begin Material supplied
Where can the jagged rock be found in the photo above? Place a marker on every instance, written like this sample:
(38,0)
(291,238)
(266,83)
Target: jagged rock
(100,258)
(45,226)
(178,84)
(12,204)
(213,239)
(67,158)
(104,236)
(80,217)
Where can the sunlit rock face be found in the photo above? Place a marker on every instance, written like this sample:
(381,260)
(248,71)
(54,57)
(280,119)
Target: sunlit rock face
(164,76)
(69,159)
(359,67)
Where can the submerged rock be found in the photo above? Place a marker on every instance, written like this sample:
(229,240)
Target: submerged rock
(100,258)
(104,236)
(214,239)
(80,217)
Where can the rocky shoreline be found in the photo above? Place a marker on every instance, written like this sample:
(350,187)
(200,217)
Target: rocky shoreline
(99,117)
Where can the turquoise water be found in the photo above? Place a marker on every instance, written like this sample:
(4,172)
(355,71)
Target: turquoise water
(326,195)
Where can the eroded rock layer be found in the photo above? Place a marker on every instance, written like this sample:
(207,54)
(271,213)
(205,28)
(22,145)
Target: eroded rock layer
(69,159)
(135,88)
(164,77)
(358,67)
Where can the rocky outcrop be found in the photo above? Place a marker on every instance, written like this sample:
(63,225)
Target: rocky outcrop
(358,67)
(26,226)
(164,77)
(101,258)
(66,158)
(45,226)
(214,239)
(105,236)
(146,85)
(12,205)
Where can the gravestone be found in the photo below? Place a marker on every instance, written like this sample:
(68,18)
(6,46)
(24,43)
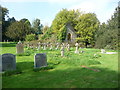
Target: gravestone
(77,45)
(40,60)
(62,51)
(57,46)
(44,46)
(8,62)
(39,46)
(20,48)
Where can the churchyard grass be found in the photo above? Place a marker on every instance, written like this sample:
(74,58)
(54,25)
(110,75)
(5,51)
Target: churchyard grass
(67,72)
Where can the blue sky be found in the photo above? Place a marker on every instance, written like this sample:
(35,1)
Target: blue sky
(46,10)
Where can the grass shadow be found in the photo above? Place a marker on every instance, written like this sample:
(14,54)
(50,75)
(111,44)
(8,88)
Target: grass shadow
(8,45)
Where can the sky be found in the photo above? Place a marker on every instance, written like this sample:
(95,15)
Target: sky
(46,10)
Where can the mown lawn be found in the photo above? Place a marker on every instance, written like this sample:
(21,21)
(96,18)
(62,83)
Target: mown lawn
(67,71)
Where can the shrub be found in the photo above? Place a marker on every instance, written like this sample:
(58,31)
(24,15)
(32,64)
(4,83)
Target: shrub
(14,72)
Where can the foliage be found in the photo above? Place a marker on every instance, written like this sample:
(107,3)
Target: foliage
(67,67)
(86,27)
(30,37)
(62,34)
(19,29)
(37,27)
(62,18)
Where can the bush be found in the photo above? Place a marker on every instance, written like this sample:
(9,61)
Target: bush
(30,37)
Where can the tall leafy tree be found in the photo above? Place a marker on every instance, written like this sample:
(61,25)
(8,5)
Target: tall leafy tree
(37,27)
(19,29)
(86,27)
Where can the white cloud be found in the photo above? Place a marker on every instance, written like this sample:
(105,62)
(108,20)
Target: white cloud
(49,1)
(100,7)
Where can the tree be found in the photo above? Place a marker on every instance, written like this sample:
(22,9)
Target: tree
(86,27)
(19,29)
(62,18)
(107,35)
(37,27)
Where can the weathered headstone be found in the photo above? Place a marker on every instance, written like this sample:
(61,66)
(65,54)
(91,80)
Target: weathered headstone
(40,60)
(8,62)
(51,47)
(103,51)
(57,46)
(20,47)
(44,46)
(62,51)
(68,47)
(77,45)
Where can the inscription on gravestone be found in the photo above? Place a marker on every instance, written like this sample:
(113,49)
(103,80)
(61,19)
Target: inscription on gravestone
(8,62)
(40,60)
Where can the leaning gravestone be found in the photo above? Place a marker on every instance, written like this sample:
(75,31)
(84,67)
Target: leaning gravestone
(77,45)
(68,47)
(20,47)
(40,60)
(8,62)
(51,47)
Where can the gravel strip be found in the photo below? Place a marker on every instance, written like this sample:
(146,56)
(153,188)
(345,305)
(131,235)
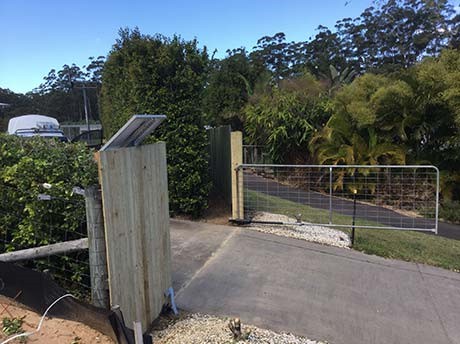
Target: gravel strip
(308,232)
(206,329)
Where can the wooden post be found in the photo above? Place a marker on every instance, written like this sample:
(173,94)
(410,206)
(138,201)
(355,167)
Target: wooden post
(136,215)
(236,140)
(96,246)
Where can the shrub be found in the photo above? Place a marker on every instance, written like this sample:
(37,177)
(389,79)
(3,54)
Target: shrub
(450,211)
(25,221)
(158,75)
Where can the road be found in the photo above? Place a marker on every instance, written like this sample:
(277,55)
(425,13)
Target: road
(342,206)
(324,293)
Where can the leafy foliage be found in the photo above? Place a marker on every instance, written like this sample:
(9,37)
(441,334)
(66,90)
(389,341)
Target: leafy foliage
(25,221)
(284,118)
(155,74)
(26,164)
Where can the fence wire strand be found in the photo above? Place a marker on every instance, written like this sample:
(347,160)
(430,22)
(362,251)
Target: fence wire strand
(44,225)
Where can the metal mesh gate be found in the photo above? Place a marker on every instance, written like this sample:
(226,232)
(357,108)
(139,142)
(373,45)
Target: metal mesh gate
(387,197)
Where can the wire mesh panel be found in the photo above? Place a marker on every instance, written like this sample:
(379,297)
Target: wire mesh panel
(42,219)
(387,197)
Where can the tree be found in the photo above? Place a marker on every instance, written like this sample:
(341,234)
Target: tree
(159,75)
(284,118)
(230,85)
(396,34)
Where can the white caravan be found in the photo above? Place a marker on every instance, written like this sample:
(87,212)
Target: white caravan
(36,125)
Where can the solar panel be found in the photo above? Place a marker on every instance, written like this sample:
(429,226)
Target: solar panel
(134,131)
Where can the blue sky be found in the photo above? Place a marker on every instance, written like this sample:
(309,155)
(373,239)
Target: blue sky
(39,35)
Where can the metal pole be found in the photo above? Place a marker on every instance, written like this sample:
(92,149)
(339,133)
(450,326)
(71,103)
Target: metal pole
end Material supplied
begin Material supplied
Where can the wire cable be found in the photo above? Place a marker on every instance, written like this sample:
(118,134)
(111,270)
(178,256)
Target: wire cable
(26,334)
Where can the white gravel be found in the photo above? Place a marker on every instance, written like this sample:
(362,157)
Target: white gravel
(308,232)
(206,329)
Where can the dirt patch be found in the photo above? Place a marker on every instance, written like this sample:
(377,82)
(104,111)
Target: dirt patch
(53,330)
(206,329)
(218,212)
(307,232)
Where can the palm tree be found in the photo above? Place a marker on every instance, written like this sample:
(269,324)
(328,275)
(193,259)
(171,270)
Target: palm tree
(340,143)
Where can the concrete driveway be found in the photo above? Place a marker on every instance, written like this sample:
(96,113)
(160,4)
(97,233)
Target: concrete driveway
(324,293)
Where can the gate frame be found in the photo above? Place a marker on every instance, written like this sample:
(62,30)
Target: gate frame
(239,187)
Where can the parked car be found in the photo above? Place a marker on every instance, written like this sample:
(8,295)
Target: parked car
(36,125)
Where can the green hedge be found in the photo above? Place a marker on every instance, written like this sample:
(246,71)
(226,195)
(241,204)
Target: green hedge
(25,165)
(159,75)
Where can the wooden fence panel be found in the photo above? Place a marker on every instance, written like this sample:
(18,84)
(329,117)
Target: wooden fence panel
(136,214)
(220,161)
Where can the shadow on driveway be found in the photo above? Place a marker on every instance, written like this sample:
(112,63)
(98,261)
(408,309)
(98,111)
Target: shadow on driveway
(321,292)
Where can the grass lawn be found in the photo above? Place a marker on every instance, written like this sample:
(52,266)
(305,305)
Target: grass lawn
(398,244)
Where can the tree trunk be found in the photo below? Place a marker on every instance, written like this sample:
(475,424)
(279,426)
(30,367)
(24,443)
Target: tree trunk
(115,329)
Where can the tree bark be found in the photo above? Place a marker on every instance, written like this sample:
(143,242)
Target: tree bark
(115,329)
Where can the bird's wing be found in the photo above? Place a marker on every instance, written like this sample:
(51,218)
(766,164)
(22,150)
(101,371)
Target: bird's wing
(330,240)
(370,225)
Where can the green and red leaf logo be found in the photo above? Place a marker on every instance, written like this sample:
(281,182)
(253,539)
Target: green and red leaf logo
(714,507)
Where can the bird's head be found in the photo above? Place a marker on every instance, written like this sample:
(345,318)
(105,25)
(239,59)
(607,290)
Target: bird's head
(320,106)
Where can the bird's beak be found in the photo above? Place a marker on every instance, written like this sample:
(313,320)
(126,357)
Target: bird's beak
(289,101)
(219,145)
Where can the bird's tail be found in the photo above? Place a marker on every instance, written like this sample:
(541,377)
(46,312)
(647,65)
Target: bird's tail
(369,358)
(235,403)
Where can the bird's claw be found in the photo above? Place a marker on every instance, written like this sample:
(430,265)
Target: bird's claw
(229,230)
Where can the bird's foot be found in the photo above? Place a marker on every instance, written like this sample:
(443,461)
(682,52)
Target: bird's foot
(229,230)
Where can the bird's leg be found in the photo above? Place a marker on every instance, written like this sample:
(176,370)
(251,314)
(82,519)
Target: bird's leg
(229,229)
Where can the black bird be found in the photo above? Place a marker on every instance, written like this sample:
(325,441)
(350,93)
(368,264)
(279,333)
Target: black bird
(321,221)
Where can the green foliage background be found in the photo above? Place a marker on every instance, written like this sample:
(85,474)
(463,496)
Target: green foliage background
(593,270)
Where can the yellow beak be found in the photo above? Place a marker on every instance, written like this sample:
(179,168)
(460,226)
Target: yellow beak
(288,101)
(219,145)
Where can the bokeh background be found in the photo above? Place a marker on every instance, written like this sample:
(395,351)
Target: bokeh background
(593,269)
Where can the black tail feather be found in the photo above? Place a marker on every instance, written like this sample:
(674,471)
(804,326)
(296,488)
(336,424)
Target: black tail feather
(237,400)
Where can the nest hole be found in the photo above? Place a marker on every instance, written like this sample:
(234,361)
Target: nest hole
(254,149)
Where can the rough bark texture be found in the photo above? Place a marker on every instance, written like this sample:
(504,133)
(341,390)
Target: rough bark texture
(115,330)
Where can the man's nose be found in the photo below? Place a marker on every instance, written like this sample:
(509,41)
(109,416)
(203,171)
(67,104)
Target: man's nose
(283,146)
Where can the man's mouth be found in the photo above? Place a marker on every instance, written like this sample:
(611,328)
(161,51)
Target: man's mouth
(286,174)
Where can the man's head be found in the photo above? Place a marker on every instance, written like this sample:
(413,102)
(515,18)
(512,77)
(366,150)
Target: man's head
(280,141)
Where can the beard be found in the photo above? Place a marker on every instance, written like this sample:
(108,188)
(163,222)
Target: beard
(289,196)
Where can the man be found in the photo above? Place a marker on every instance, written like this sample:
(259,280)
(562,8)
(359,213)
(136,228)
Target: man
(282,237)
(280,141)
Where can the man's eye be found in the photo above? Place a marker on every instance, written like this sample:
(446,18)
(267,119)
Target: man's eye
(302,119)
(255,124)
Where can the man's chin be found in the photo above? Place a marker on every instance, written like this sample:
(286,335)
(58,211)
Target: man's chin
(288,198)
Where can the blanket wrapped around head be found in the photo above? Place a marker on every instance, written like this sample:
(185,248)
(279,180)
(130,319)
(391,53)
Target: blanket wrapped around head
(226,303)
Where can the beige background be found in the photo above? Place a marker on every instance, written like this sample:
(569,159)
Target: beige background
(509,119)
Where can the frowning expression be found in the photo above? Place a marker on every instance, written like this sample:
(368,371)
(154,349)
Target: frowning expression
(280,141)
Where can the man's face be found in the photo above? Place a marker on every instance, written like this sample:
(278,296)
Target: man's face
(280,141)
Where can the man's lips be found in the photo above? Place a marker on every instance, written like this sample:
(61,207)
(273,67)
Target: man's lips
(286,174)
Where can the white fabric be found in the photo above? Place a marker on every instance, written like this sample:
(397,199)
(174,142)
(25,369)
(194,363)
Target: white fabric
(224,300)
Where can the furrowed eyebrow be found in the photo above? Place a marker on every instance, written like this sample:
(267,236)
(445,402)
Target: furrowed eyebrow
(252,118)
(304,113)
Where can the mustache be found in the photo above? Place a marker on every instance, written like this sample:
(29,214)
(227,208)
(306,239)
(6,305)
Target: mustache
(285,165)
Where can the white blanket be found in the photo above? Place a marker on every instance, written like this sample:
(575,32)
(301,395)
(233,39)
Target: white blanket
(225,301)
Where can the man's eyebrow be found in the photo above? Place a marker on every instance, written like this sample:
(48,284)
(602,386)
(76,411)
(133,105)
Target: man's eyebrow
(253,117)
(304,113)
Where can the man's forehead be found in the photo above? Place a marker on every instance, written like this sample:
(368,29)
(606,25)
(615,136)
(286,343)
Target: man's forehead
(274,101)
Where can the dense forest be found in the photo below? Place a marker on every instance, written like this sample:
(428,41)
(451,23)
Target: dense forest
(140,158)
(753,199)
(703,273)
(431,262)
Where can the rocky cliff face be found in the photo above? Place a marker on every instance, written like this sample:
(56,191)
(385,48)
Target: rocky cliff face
end Material supplied
Starting with the line that contains "Where can the rocky cliff" and going on through the line that contains "Target: rocky cliff face", write those lines out again with "rocky cliff face" changed to "granite cliff face" and everything else kept the same.

**Written response:**
Where can the granite cliff face be found in the photo above? Place a marker on every instance, written like this sample:
(56,191)
(385,48)
Target: granite cliff face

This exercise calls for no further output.